== DATA EXTRACTS ==
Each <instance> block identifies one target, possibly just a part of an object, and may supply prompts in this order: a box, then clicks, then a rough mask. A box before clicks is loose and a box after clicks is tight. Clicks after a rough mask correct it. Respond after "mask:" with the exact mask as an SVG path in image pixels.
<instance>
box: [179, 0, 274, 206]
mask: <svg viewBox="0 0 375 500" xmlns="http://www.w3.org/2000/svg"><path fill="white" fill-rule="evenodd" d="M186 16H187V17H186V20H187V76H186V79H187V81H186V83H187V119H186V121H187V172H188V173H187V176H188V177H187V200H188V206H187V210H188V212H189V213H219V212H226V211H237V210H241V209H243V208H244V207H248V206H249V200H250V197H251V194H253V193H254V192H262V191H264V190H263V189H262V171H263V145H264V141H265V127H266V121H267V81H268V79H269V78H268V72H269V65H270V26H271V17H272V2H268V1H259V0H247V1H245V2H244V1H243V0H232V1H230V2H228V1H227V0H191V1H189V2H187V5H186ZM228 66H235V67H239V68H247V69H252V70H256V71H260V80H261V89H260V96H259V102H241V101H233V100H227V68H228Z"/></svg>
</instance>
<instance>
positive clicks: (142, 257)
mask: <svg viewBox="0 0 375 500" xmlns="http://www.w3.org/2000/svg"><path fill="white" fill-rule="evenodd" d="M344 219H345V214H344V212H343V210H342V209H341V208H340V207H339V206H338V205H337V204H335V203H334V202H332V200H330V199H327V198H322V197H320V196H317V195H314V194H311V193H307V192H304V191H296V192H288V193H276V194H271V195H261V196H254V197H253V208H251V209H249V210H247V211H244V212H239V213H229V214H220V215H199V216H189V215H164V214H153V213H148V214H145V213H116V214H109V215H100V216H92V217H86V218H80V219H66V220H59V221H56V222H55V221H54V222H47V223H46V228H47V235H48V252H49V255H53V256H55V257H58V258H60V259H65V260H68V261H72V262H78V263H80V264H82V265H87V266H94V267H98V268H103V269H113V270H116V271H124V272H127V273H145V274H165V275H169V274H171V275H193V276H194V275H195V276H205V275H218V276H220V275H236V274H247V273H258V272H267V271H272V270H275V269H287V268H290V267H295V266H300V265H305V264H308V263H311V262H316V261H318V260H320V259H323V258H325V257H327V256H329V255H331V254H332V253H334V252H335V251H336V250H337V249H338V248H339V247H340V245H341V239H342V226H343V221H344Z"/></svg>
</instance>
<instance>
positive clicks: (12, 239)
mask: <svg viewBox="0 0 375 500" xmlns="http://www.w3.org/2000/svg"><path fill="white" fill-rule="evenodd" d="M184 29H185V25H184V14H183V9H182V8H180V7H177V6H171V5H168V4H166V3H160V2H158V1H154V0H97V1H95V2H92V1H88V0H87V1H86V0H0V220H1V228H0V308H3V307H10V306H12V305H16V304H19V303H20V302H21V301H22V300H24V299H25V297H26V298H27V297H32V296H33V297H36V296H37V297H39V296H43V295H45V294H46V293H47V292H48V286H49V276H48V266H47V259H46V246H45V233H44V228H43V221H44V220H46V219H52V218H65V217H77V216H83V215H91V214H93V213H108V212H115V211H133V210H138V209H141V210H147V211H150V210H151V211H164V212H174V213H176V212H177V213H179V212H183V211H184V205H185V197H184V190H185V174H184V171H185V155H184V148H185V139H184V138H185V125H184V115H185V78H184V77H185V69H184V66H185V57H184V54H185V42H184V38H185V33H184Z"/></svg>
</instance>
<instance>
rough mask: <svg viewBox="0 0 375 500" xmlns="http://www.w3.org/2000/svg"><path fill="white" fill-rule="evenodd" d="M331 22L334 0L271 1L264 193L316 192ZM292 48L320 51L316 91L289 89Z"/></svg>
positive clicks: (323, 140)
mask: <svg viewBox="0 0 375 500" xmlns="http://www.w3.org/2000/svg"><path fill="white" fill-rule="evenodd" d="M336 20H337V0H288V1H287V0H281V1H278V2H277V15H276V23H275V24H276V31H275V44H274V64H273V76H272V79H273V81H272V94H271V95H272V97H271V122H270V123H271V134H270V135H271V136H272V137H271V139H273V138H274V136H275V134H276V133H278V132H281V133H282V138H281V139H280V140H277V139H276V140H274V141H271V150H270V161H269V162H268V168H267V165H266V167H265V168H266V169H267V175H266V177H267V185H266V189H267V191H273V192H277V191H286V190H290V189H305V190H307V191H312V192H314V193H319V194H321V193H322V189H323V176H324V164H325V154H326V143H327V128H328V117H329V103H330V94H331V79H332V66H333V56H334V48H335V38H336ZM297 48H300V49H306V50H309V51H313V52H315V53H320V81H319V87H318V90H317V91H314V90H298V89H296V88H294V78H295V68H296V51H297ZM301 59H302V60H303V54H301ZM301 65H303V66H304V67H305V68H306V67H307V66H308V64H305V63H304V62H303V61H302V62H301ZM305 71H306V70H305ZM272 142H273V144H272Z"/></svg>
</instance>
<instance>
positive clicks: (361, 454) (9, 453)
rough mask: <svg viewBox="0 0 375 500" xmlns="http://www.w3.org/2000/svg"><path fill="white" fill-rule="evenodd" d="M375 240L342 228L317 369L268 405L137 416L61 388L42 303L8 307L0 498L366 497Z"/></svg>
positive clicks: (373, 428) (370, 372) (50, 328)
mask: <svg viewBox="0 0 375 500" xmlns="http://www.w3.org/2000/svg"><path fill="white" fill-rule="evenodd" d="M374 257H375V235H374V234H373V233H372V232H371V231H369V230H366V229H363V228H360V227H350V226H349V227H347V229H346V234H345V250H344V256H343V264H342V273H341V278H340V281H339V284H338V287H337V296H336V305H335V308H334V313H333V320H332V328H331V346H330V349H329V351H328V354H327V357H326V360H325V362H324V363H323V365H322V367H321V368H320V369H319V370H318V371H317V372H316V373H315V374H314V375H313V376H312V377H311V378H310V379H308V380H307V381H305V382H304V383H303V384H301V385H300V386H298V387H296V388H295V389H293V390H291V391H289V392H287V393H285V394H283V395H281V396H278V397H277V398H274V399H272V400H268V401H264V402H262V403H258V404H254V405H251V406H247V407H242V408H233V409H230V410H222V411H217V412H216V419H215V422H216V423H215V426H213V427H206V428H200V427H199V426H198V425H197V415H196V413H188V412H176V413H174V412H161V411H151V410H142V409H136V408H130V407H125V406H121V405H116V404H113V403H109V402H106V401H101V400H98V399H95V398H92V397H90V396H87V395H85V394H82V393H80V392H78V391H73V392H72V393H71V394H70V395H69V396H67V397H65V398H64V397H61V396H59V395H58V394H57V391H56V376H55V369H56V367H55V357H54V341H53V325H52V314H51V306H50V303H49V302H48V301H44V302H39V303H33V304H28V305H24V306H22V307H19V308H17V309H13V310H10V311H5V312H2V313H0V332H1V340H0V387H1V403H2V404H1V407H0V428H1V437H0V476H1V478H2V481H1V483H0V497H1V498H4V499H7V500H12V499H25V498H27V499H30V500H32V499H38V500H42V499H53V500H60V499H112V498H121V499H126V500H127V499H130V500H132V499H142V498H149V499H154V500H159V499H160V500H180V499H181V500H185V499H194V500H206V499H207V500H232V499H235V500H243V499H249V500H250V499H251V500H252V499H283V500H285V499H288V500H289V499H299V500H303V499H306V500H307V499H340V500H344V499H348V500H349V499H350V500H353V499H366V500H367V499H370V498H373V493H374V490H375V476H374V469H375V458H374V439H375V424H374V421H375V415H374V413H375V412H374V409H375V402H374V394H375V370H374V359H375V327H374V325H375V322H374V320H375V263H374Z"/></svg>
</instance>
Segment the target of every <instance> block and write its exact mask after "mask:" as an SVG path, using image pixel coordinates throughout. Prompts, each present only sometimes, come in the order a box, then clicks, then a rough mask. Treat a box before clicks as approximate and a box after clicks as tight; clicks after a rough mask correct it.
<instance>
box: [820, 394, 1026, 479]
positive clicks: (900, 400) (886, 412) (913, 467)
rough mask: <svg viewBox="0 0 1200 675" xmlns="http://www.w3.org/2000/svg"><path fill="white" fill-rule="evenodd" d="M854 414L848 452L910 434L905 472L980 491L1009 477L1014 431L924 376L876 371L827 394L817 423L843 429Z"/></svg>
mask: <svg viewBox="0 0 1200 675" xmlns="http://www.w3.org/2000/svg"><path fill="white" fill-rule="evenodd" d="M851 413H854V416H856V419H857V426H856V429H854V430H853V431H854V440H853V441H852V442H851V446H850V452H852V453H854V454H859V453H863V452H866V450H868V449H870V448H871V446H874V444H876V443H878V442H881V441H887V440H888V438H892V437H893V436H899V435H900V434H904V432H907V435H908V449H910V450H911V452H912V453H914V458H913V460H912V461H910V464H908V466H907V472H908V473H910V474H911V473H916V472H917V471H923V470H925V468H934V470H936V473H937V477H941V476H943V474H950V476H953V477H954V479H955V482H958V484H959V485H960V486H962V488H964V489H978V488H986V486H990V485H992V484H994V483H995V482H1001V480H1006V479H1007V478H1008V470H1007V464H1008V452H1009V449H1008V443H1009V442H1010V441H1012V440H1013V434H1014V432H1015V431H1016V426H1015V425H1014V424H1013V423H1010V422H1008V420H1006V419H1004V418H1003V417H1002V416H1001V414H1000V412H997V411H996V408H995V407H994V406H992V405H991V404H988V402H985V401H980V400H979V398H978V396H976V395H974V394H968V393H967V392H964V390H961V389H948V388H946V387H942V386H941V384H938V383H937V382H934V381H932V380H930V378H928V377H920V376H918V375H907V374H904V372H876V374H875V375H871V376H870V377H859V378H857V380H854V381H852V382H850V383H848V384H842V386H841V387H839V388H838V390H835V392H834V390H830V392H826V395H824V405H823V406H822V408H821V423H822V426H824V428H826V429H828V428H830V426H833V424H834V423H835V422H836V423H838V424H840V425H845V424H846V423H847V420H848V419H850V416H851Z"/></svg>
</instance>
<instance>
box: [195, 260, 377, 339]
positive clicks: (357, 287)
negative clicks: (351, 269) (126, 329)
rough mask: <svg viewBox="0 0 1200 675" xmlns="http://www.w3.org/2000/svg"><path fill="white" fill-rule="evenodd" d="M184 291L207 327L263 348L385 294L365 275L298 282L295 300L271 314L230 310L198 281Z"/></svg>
===
EXERCISE BRIEF:
Rewrite the material from its first line through the line containing "box: [179, 0, 274, 206]", changing "loose" to "approximate" and leaving everything else as it stands; give only those lines.

RESPONSE TO THIS EXERCISE:
Each <instance> block identifies one target, possibly just a part of an object, and may supply prompts in this order: a box, then clicks, then a rough mask. A box before clicks is approximate and a box after clicks is tight. Clicks after a rough mask correct it. Respond after "mask:" with the exact mask as an SVG path in image pixels.
<instance>
box: [179, 0, 274, 206]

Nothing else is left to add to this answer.